> _TASK OBJECTIVE_
What lines of the data below hold the string "green"? Copy each one out.

════════════════

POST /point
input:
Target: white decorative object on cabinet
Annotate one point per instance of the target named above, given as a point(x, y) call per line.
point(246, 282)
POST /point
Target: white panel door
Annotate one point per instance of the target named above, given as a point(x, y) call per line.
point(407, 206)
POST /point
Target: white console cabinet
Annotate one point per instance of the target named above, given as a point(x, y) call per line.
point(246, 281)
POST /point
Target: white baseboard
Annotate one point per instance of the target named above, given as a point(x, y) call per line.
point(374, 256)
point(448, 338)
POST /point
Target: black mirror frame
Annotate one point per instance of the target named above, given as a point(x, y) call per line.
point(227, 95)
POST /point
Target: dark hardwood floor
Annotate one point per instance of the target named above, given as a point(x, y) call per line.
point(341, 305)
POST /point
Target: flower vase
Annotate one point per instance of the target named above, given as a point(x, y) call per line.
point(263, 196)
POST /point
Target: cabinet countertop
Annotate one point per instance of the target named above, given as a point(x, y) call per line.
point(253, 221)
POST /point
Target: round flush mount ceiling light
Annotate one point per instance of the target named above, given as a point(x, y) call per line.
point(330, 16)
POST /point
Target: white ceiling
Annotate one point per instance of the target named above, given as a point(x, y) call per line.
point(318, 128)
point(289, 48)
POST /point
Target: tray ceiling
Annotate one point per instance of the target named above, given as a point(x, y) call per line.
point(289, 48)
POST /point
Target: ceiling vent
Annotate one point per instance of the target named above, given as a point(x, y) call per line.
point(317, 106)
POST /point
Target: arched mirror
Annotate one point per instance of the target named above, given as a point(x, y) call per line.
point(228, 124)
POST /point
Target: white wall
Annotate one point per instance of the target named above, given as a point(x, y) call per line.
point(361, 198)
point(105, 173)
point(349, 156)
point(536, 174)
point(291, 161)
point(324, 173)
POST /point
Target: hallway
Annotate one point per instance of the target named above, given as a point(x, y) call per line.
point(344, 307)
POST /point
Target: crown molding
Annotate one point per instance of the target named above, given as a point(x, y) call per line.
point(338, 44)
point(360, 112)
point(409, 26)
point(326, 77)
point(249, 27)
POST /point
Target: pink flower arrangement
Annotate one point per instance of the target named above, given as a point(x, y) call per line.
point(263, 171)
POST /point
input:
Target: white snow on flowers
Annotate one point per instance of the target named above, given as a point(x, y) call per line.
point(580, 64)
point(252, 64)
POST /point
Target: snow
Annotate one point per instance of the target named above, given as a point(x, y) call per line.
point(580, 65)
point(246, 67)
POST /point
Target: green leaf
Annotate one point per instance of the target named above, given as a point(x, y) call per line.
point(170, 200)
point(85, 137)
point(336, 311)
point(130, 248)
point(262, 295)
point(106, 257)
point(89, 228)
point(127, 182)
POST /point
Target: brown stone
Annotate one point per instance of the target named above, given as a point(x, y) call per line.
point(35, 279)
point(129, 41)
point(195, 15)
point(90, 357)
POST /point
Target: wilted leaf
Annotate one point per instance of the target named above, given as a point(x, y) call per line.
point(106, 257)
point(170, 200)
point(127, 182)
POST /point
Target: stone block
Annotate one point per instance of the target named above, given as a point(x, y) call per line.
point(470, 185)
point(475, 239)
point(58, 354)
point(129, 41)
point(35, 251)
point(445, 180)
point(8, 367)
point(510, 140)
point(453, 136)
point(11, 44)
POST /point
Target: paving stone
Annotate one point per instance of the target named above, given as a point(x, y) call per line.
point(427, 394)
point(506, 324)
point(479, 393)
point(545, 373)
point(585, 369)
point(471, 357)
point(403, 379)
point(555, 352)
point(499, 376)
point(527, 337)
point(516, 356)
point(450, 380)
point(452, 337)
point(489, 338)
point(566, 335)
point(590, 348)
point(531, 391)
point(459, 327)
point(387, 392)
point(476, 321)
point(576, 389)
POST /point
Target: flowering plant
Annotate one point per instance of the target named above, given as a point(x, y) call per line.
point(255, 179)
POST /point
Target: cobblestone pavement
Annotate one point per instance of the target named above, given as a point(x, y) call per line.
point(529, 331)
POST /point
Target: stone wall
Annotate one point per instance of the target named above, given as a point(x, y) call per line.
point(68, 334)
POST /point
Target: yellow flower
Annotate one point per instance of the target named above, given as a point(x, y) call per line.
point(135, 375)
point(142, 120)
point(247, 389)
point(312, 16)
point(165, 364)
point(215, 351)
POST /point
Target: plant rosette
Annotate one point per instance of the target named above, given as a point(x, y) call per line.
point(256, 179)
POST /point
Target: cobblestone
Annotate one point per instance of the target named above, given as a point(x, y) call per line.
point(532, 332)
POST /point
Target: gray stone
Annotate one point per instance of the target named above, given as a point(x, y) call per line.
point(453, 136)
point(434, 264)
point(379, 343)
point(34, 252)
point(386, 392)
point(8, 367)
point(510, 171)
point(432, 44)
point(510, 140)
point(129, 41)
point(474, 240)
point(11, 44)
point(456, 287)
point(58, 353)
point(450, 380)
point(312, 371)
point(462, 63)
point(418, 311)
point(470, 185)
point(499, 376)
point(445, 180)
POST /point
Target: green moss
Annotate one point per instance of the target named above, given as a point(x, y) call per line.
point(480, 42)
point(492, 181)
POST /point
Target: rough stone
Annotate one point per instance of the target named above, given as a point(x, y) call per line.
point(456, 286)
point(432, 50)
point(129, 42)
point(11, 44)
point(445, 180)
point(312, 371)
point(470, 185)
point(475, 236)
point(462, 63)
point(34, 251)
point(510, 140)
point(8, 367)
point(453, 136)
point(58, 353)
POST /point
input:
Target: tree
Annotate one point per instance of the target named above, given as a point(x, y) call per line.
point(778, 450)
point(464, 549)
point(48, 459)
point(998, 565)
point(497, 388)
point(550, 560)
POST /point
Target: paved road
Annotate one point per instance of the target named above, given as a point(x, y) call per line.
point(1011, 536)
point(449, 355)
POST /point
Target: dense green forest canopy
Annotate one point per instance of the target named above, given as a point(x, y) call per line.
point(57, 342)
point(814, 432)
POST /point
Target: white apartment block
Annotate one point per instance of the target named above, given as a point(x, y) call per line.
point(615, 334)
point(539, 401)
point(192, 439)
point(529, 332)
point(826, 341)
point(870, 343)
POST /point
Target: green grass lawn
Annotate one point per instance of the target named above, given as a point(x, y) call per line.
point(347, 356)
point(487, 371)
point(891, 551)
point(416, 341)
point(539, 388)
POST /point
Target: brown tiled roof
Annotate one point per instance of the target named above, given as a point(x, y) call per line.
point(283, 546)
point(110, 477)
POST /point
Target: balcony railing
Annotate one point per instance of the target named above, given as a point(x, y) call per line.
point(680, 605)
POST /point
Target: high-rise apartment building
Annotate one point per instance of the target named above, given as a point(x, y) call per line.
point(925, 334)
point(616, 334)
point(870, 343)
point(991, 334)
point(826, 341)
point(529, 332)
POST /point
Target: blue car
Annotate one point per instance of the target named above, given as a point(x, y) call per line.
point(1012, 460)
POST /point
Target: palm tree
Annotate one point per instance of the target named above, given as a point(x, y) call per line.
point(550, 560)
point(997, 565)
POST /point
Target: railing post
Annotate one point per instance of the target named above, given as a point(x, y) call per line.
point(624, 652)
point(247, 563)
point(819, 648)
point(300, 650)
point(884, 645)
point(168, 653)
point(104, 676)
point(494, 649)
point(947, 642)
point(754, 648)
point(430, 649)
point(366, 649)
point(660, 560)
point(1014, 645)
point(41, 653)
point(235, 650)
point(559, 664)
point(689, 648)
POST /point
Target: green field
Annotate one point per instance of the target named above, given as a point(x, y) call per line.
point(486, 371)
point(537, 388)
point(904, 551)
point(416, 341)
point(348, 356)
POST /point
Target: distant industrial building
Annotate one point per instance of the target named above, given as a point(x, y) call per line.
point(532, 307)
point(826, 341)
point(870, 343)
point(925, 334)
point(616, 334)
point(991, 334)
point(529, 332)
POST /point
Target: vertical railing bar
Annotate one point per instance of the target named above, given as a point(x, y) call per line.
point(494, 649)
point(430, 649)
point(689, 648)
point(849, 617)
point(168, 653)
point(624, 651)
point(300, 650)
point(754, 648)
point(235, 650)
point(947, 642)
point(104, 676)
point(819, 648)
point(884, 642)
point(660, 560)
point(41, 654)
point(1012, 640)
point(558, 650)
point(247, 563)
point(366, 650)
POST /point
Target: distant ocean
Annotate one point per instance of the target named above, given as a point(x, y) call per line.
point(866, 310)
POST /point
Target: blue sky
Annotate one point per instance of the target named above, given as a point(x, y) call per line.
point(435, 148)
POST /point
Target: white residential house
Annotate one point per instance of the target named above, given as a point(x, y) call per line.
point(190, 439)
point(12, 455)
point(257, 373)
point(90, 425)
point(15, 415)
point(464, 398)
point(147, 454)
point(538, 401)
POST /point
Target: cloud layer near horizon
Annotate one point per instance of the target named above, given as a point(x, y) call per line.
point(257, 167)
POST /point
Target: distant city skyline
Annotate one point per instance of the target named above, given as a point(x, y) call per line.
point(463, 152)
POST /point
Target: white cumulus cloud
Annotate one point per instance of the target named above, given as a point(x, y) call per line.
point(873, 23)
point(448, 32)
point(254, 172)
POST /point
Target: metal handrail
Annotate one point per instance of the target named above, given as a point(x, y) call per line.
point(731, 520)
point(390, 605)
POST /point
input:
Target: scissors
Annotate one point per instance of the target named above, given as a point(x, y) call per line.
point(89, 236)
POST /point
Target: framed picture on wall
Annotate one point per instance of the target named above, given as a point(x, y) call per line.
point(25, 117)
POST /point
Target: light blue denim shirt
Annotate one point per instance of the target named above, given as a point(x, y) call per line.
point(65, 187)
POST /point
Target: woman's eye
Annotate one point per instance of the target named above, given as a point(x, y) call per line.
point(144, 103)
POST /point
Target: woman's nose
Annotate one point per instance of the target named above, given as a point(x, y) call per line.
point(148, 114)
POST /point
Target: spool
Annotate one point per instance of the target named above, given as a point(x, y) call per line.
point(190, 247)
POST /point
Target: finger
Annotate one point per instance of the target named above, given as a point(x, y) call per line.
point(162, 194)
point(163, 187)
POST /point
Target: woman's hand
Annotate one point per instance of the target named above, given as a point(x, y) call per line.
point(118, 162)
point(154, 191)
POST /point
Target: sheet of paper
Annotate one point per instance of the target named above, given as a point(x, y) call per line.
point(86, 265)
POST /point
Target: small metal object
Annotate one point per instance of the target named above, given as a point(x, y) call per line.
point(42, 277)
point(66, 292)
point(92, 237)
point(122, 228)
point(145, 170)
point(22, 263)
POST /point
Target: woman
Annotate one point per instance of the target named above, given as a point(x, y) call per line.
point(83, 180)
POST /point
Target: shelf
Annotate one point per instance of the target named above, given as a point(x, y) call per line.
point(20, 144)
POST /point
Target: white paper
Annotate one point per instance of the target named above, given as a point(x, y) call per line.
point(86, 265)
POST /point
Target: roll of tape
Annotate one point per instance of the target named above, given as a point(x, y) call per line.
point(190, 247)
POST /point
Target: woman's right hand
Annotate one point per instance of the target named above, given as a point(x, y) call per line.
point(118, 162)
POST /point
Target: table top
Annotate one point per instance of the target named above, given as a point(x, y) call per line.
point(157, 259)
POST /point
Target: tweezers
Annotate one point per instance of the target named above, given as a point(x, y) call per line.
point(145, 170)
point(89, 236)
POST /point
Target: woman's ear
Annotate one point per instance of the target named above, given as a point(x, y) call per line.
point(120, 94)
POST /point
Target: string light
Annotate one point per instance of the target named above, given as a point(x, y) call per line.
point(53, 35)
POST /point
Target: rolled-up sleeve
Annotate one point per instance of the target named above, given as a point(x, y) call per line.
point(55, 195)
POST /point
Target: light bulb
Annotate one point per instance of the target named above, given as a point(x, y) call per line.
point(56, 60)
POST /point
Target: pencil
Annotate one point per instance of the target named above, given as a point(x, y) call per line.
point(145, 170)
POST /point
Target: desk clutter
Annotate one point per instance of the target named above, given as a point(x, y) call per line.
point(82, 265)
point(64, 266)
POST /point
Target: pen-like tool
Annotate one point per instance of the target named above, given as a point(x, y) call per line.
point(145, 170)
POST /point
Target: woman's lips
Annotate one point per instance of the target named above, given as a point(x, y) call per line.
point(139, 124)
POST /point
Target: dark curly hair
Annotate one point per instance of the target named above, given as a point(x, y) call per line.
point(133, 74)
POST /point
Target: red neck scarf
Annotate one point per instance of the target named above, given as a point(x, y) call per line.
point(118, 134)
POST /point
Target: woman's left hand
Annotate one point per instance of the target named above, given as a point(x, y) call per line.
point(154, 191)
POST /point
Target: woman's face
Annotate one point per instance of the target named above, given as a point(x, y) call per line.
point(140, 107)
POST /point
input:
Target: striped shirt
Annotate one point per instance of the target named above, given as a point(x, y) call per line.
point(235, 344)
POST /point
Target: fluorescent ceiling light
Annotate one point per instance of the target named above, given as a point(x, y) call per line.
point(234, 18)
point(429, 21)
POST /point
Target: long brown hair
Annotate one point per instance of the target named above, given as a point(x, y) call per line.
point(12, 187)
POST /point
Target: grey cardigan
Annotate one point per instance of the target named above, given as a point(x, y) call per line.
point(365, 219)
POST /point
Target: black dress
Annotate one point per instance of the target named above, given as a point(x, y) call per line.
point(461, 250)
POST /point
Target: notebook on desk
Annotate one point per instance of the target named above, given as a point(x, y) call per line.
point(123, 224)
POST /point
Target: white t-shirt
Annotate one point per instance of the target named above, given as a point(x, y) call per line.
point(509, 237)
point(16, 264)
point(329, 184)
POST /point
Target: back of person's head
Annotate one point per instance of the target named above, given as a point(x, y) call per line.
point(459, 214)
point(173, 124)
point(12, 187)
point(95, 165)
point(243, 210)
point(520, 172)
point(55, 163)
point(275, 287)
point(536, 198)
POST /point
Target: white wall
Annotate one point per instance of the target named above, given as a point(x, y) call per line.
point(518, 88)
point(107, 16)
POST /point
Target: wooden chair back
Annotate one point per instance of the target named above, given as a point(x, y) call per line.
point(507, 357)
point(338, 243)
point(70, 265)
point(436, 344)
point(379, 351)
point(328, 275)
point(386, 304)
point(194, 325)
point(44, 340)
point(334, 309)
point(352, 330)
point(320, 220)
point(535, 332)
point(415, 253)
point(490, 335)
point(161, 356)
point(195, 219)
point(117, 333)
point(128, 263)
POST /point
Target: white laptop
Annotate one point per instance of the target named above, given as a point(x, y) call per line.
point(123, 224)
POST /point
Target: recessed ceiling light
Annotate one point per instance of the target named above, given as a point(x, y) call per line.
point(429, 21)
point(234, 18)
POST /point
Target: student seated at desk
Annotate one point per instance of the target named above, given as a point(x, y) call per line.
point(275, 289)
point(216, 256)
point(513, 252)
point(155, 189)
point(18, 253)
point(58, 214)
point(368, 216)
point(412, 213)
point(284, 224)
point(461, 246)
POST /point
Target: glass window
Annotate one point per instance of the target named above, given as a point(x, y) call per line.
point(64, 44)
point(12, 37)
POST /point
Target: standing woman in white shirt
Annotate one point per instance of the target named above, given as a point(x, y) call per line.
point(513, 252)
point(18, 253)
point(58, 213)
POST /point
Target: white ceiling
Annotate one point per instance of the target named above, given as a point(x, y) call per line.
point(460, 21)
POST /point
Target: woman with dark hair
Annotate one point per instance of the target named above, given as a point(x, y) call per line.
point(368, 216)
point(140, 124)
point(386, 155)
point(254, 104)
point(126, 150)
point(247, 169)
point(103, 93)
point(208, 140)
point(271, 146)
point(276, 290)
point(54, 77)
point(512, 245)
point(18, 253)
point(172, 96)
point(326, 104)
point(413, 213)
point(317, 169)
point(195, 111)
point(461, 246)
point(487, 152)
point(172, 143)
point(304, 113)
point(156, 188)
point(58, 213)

════════════════

> _WORKED SOLUTION_
Target: green leaf
Target: green moss
Target: dense green forest canopy
Target: green grass lawn
Target: green field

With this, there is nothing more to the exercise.